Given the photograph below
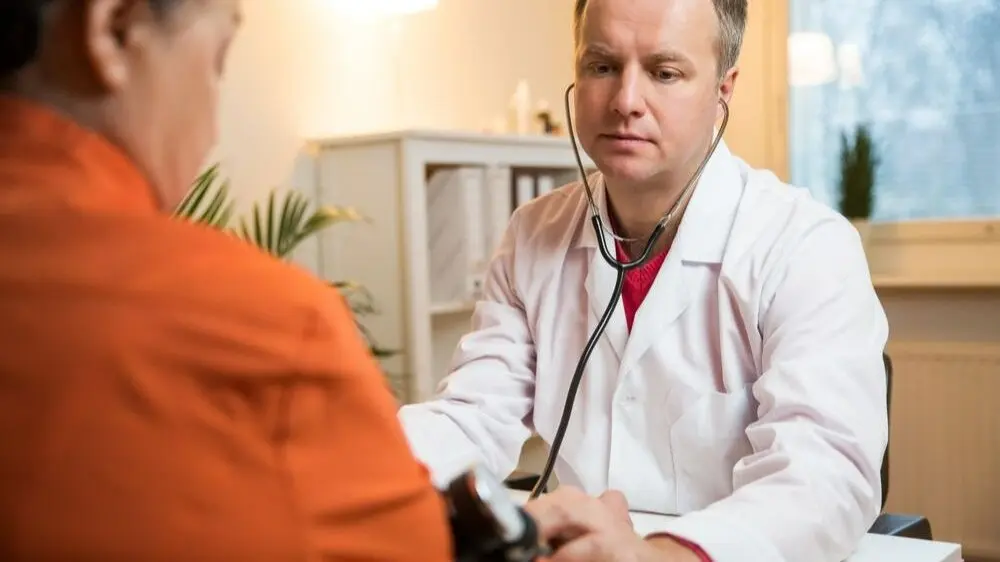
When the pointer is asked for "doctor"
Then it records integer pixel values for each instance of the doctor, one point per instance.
(739, 382)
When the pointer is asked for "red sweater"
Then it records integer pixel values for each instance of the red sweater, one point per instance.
(634, 291)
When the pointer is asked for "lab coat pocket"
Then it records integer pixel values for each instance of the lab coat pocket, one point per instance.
(707, 440)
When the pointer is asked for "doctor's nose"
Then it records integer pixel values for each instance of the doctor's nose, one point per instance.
(628, 100)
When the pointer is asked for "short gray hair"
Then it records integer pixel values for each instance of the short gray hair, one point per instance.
(732, 16)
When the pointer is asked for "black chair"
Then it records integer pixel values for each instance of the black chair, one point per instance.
(898, 525)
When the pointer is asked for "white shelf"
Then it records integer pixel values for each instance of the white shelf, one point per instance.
(448, 308)
(385, 176)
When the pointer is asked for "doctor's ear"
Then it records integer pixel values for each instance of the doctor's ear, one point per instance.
(726, 86)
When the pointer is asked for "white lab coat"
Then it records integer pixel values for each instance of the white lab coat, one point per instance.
(750, 395)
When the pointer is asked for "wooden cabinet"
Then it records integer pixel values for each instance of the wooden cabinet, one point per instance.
(758, 123)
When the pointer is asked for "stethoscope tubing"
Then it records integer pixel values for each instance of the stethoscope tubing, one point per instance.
(620, 269)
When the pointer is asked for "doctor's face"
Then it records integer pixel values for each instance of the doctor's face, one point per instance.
(648, 86)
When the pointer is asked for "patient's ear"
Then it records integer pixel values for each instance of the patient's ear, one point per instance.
(116, 36)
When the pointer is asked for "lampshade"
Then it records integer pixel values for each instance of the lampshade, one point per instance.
(383, 7)
(812, 59)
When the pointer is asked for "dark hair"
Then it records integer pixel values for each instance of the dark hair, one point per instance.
(21, 28)
(732, 16)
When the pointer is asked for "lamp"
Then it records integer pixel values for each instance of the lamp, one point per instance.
(384, 7)
(812, 59)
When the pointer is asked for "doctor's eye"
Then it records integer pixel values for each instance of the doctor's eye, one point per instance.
(598, 68)
(666, 74)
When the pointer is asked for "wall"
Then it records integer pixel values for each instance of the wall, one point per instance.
(302, 69)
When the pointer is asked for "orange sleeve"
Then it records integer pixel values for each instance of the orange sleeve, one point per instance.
(363, 494)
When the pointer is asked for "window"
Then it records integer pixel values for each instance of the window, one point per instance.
(925, 76)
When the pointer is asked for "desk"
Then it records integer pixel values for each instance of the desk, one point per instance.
(873, 548)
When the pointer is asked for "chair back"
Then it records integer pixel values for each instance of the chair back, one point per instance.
(888, 405)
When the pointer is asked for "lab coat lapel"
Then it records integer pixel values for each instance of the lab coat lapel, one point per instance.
(601, 277)
(701, 239)
(668, 297)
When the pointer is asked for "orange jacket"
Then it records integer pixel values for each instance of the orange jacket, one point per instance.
(168, 392)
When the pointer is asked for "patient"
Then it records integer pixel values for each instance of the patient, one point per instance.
(166, 391)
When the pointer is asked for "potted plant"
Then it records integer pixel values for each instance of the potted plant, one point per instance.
(858, 167)
(278, 227)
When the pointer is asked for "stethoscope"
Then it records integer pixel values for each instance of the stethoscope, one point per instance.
(620, 267)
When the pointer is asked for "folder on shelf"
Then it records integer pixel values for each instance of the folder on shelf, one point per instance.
(457, 234)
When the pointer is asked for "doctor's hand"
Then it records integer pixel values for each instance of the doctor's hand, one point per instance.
(582, 528)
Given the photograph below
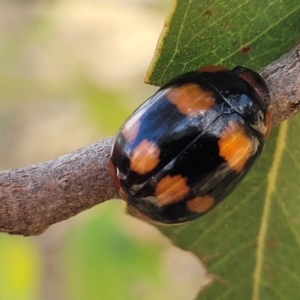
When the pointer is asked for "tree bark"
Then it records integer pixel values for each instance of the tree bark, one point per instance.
(35, 197)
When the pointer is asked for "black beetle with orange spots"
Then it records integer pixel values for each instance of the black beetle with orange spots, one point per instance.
(188, 146)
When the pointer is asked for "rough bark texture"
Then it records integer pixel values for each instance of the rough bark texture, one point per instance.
(33, 198)
(283, 79)
(37, 196)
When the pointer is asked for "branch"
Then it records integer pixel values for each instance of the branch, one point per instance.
(35, 197)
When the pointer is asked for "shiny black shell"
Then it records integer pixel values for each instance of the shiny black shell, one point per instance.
(188, 146)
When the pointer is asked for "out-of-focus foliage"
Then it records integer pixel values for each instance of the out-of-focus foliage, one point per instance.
(70, 73)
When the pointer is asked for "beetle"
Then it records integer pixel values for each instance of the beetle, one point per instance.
(187, 147)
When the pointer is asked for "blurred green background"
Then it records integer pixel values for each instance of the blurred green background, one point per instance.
(71, 71)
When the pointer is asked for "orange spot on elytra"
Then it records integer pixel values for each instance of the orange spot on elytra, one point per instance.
(171, 189)
(190, 99)
(144, 157)
(235, 146)
(200, 204)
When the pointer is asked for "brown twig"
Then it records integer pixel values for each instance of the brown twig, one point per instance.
(35, 197)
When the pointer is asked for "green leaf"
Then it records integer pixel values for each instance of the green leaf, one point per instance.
(233, 32)
(250, 243)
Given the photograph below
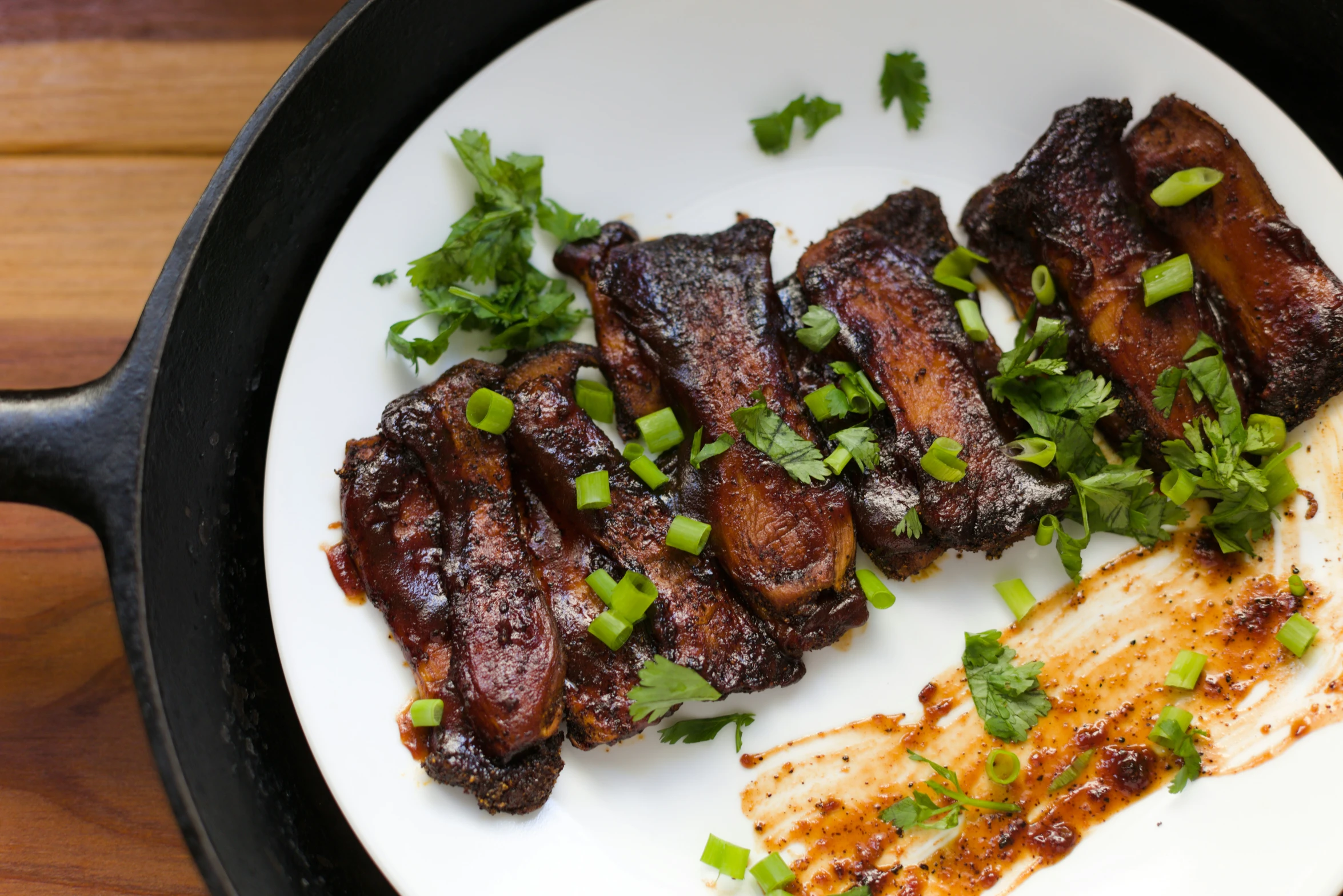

────────────────────────────────────────

Copy each line of the entries above that contains the word "potted".

When the pointer is asked for "potted plant"
Then it records integer pixel values for each instance of the potted plant, one point per instance.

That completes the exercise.